▶ _SELECTION_:

# Naming contest



## kghorse (Nov 17, 2011)

Hi im starting my own braiding business and need help creating a catchy name. I would like "ace" to be a part of it, in memory of my recently passed horse who I first learned to braid on. Thanks a lot!


----------



## BubblesBlue (Jun 29, 2010)

The Top Braiders for Ace
Ace's Best Braiders
Braiding Aces 
Ace's Braiding


----------



## WeatheredtheStorm (Mar 10, 2012)

you could use the acronym A C E - Amazingly Coiffed Equines


----------



## kailiejaykiss (Jan 20, 2012)

Might sound a little corny but it's catchy 
_*Ace of Braids*_
...sounds a lil like Ace of Spades


----------



## jessiebutcher09 (May 23, 2012)

I like Ace of Braids best it's catchy, not corny!!!


----------



## lsj1313 (May 1, 2012)

Horsy Braids For Ace.


----------



## DoubleS (Jun 11, 2012)

I like Ace Of Braids, also. 
Maybe try:
Ace's Braids
Ace's Top Knots or just Top Knots 
Ace's Plaits
Idk, I suck with names, but I think Ace of Braids is really clever.


----------



## aceofbraids (Jul 1, 2012)

YOU CANNOT USE ACE OF BRAIDS AS A BUSINESS NAME IT HAS ALREADY BEEN REGISTERED SINCE 2000.
I SUGGEST YOU FIND ANOTHER NAME OTHERWISE LEGAL PROCEEDINGS WILL BE FILED!
THANKYOU
Mobile Hairdressing - Gold Coast


----------



## DancingArabian (Jul 15, 2011)

Two businesses can have the same or similar names AS LONG AS the two operate in different industries. I seriously doubt anyone's going to confuse the horse braiding business with an African braiding business. Different customers, different markets.

That being said, you probably aren't even in the same COUNTRY which makes "aceofbraids"'s complaint irrelevant.


----------



## ThirteenAcres (Apr 27, 2012)

aceofbraids said:


> YOU CANNOT USE ACE OF BRAIDS AS A BUSINESS NAME IT HAS ALREADY BEEN REGISTERED SINCE 2000.
> I SUGGEST YOU FIND ANOTHER NAME OTHERWISE LEGAL PROCEEDINGS WILL BE FILED!
> THANKYOU
> Mobile Hairdressing - Gold Coast


Really? Did you join a horse forum just so you could bully a young girl into not using a business name that represents two TOTALLY different client bases?

▶ _WHAT YOU NEED TO DO_:
Reproduce the part of the thread on naming a horse braiding business starting at "## DancingArabian (Jul" and ending at "(Apr 27, 2012)".

▶ _INFORMATION GIVEN_:
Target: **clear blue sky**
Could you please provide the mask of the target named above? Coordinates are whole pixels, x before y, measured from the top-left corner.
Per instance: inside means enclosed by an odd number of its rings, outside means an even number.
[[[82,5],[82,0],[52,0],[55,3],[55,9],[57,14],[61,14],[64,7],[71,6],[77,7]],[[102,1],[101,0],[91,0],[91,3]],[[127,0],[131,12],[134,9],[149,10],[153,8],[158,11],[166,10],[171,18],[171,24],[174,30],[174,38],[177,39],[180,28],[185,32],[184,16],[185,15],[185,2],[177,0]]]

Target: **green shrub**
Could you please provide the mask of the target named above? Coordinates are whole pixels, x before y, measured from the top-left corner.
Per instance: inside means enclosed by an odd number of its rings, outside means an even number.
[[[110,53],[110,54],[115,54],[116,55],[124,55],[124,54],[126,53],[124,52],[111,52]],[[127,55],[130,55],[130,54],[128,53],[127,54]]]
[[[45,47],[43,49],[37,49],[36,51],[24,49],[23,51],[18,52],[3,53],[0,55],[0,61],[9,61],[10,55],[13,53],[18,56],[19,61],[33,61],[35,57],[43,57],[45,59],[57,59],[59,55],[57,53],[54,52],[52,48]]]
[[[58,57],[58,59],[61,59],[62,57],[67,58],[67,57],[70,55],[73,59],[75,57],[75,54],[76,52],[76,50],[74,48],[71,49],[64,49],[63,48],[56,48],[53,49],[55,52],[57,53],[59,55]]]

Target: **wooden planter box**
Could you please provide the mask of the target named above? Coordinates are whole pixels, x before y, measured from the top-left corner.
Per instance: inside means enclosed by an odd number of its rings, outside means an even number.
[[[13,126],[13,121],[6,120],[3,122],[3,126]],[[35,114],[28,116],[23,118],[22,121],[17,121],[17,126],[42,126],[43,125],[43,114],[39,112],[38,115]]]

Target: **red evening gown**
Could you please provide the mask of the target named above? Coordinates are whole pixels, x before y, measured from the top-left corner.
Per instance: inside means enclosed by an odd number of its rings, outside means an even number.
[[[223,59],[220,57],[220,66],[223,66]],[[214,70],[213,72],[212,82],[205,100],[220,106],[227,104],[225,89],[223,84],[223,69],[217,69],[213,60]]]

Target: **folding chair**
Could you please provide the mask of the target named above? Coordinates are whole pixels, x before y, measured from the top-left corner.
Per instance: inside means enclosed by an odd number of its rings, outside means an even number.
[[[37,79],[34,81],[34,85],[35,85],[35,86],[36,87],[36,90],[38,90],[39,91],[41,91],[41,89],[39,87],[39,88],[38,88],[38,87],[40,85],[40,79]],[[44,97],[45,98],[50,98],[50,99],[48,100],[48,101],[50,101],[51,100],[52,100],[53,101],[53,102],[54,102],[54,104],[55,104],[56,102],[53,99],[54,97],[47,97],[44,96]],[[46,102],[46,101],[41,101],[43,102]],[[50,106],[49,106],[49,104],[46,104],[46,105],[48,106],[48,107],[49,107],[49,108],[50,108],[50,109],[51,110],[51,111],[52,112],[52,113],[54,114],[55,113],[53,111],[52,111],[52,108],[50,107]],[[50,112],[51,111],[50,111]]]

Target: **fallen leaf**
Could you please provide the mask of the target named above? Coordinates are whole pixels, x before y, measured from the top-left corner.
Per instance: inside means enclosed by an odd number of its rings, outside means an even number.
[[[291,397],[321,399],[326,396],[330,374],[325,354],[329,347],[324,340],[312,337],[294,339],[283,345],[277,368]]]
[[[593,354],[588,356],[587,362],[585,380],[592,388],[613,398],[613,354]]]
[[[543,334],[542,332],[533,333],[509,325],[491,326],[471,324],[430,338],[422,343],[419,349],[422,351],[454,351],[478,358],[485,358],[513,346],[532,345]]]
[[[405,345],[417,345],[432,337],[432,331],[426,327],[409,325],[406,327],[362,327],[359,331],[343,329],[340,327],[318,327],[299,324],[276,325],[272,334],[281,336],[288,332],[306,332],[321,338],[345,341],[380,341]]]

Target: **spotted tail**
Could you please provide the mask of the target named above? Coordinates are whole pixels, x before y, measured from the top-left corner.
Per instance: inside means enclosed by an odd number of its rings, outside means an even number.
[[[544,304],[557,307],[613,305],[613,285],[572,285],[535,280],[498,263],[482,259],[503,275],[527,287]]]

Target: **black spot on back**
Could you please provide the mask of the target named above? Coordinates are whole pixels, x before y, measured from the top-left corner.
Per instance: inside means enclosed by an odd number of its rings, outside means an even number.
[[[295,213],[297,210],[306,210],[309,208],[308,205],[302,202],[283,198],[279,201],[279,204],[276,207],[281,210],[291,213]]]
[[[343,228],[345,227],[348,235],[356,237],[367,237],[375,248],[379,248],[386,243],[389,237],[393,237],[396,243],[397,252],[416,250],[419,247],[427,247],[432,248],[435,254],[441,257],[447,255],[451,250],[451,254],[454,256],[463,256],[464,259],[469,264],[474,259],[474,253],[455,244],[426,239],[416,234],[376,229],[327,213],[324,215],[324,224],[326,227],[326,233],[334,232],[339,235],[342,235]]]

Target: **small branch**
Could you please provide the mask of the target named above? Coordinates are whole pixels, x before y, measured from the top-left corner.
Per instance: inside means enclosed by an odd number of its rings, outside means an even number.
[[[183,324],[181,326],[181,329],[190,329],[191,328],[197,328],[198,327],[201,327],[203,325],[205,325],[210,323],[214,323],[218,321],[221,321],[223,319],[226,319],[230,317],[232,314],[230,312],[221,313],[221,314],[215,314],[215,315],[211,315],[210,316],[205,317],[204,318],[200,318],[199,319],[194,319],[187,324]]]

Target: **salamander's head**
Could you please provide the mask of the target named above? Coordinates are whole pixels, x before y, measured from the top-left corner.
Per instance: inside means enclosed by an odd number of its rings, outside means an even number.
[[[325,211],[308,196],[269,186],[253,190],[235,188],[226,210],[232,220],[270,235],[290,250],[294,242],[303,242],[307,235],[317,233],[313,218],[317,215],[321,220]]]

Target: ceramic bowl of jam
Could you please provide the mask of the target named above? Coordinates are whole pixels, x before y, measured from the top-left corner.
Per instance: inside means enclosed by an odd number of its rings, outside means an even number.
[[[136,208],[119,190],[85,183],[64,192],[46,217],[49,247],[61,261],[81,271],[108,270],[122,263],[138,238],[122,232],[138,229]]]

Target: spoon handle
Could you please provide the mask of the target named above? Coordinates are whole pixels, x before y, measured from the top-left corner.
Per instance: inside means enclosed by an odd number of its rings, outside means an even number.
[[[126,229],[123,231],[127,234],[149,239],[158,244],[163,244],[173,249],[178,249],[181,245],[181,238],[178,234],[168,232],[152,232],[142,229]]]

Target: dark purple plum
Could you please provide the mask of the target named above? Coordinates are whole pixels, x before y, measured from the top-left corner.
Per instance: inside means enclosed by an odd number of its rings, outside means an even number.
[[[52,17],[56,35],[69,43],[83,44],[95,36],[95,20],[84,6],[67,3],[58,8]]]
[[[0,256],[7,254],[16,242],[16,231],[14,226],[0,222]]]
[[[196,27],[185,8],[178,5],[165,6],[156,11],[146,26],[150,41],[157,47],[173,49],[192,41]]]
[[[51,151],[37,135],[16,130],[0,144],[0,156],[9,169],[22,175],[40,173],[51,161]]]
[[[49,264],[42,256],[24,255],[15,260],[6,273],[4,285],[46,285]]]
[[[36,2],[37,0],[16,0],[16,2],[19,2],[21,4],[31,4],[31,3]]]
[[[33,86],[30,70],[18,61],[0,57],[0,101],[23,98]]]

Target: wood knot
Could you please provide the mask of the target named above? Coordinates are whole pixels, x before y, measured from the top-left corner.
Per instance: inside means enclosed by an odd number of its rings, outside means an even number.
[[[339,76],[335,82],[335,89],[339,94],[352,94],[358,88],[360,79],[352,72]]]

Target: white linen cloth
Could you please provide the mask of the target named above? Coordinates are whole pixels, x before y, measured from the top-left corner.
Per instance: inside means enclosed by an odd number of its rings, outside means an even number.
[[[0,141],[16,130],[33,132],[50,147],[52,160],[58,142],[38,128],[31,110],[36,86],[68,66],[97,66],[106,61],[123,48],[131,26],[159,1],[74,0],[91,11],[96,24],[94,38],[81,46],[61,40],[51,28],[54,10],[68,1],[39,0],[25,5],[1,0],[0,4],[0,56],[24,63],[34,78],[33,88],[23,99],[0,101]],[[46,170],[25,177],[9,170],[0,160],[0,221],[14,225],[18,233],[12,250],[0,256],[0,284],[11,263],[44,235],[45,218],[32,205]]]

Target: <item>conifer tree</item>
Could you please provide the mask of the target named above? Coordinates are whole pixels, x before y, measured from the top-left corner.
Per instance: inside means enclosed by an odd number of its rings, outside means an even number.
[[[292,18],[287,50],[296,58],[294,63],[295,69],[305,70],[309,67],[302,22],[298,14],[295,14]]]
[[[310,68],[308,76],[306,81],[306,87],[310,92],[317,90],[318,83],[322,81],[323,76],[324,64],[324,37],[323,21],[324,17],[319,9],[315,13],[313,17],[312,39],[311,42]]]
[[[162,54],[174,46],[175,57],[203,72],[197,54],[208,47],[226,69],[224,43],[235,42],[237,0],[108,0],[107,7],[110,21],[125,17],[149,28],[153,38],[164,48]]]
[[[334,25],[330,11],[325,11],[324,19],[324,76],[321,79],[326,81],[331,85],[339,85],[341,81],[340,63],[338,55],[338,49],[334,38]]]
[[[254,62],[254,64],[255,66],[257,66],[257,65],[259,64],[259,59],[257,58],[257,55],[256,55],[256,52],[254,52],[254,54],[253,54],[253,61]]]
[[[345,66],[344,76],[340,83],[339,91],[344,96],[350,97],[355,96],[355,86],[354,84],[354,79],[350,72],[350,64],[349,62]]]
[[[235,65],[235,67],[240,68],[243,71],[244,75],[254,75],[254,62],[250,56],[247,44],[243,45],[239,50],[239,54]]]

▶ _COMPLETE OUTPUT_:
## DancingArabian (Jul 15, 2011)

Two businesses can have the same or similar names AS LONG AS the two operate in different industries. I seriously doubt anyone's going to confuse the horse braiding business with an African braiding business. Different customers, different markets.

That being said, you probably aren't even in the same COUNTRY which makes "aceofbraids"'s complaint irrelevant.


----------



## ThirteenAcres (Apr 27, 2012)